**A block of data:**

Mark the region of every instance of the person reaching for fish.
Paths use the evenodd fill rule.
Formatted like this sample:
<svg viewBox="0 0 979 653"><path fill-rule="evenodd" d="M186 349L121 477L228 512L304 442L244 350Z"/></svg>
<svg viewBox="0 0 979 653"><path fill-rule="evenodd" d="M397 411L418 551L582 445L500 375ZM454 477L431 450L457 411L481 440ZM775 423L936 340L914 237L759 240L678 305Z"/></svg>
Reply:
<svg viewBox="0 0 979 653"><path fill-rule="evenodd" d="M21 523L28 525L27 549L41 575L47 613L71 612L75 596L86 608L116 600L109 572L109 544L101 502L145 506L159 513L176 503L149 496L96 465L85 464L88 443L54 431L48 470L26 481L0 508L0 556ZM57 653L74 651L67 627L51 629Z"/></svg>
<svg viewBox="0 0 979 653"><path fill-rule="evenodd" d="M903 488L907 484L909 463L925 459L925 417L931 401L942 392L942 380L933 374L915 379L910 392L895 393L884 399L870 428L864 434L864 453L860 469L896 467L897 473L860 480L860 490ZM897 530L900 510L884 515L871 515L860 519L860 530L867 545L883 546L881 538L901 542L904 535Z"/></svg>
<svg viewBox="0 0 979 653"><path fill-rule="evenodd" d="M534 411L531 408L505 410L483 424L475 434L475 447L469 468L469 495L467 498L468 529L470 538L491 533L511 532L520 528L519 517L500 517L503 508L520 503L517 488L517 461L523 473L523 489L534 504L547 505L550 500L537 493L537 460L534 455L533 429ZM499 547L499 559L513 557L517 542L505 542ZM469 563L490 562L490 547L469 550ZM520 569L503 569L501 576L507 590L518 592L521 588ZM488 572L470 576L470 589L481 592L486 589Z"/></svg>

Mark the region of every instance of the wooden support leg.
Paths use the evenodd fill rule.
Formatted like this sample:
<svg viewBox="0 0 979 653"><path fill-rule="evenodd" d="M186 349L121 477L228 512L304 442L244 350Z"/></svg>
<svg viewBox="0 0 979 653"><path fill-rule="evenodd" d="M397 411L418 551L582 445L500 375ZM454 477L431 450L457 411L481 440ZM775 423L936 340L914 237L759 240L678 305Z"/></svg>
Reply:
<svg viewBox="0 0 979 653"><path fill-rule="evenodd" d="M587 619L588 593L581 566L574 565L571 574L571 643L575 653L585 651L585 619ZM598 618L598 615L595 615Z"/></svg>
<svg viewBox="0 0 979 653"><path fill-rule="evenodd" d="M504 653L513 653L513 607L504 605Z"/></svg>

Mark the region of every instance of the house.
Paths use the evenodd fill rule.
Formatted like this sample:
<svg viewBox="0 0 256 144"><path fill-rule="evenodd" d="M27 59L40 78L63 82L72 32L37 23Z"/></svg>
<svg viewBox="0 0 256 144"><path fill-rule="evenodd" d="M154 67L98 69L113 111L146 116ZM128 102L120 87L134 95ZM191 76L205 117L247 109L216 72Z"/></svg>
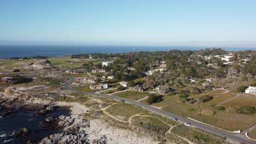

**TASK BRIEF:** Update these lines by replacing "Mark" with "Outline" wherever it occurs, keeping everything else the same. Leave the pictures out of your answer.

**RESULT BELOW:**
Outline the region of every instance of the person reaching for fish.
Paths use the evenodd fill rule.
Formatted like this sample:
<svg viewBox="0 0 979 653"><path fill-rule="evenodd" d="M186 349L121 477L228 512L304 442L244 350Z"/></svg>
<svg viewBox="0 0 979 653"><path fill-rule="evenodd" d="M397 411L418 551L582 445L500 375ZM454 477L431 450L457 411L481 440ZM775 423L936 340L914 237L759 240L678 305Z"/></svg>
Reply:
<svg viewBox="0 0 979 653"><path fill-rule="evenodd" d="M21 523L28 525L27 549L41 575L47 613L71 612L75 596L86 608L116 600L109 572L109 544L101 502L145 506L159 513L176 503L149 496L96 465L85 464L88 443L54 431L48 470L26 481L0 508L0 556ZM57 653L74 651L67 627L51 629Z"/></svg>
<svg viewBox="0 0 979 653"><path fill-rule="evenodd" d="M903 488L907 484L909 463L925 459L925 417L931 401L942 392L942 380L933 374L915 379L910 392L895 393L884 399L870 428L864 434L864 453L860 469L896 467L897 473L860 480L860 490ZM897 530L900 510L884 515L871 515L860 519L860 530L867 545L883 546L881 538L901 542L904 535Z"/></svg>
<svg viewBox="0 0 979 653"><path fill-rule="evenodd" d="M534 411L531 408L505 410L483 424L475 434L475 447L469 468L469 495L467 498L468 529L470 538L491 533L511 532L520 528L519 517L500 517L503 508L520 503L517 488L517 461L523 473L523 489L534 504L547 505L550 500L537 493L537 460L534 455L533 429ZM499 547L499 559L513 557L517 542L505 542ZM469 563L490 562L490 547L469 550ZM520 569L503 569L501 576L507 590L518 592L521 588ZM488 572L470 576L470 589L481 592L486 589Z"/></svg>

Outline the region of every instance of the wooden support leg.
Paths use the evenodd fill rule.
Formatted like this sample:
<svg viewBox="0 0 979 653"><path fill-rule="evenodd" d="M186 349L121 477L228 512L304 442L244 350Z"/></svg>
<svg viewBox="0 0 979 653"><path fill-rule="evenodd" d="M397 411L418 551L582 445L500 375ZM454 477L431 450L457 411L481 440ZM775 423L936 340L914 237L759 240L678 305Z"/></svg>
Reply:
<svg viewBox="0 0 979 653"><path fill-rule="evenodd" d="M587 619L588 593L581 566L574 565L571 574L571 643L575 653L585 651L585 619ZM598 618L598 615L595 615Z"/></svg>
<svg viewBox="0 0 979 653"><path fill-rule="evenodd" d="M504 653L513 653L513 607L504 605Z"/></svg>

Outline the region of every instance of the house.
Paths use the evenodd fill rule.
Formatted like this sample:
<svg viewBox="0 0 256 144"><path fill-rule="evenodd" d="M27 59L40 78L63 82L72 32L37 23Z"/></svg>
<svg viewBox="0 0 256 144"><path fill-rule="evenodd" d="M154 67L98 69L113 111L146 116ZM128 102L120 87L134 95ZM191 76L205 117L247 109L216 72Z"/></svg>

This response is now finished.